Write out the data below word for word, beginning at the line that contains "For the benchmark, mark every instance of the row" and continuing through the end of the data.

'''

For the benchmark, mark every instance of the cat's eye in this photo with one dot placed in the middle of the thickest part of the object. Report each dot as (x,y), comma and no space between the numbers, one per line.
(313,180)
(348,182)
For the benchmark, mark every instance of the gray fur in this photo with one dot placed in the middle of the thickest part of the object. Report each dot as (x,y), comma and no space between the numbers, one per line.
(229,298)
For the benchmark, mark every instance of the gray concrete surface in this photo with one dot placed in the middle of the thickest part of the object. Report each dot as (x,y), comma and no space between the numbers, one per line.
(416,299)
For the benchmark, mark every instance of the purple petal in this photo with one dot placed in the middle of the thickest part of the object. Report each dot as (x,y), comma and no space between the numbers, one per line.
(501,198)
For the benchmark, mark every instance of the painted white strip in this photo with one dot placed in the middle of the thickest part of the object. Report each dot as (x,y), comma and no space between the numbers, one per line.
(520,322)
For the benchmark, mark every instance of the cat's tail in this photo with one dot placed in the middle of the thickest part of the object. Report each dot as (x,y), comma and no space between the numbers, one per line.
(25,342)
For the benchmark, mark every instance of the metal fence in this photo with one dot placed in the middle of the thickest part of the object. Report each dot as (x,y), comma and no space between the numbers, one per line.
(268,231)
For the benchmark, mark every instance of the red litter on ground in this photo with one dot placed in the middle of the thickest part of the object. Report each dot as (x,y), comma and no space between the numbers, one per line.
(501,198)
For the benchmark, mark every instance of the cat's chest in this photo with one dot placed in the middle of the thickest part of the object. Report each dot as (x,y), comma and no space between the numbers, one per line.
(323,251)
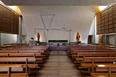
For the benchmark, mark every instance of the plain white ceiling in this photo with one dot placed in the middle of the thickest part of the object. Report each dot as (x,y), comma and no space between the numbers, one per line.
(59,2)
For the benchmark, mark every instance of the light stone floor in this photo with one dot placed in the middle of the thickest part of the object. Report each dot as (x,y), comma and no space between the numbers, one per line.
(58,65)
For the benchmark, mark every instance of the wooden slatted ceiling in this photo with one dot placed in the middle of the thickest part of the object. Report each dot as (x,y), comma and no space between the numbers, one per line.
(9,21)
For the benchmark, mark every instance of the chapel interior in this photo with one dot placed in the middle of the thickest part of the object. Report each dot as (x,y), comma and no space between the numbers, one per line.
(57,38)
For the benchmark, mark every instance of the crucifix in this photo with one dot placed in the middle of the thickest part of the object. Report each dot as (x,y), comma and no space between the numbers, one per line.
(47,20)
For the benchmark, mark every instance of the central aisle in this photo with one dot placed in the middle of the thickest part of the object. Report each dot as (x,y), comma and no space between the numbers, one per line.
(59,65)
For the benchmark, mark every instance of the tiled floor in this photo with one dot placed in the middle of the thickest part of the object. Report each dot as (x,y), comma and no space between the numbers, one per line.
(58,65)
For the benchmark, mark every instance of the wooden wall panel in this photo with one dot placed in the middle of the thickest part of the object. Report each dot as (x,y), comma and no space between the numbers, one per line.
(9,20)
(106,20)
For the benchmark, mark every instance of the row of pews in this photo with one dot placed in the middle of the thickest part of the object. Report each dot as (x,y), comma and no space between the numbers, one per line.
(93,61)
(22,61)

'''

## Task output:
For the benchmark, mark every instance of the row of pews in this photo with one dot placed in the middle of the thickest part of the object. Report each dot as (x,y), comma and no space between the numbers, one per line.
(93,61)
(22,61)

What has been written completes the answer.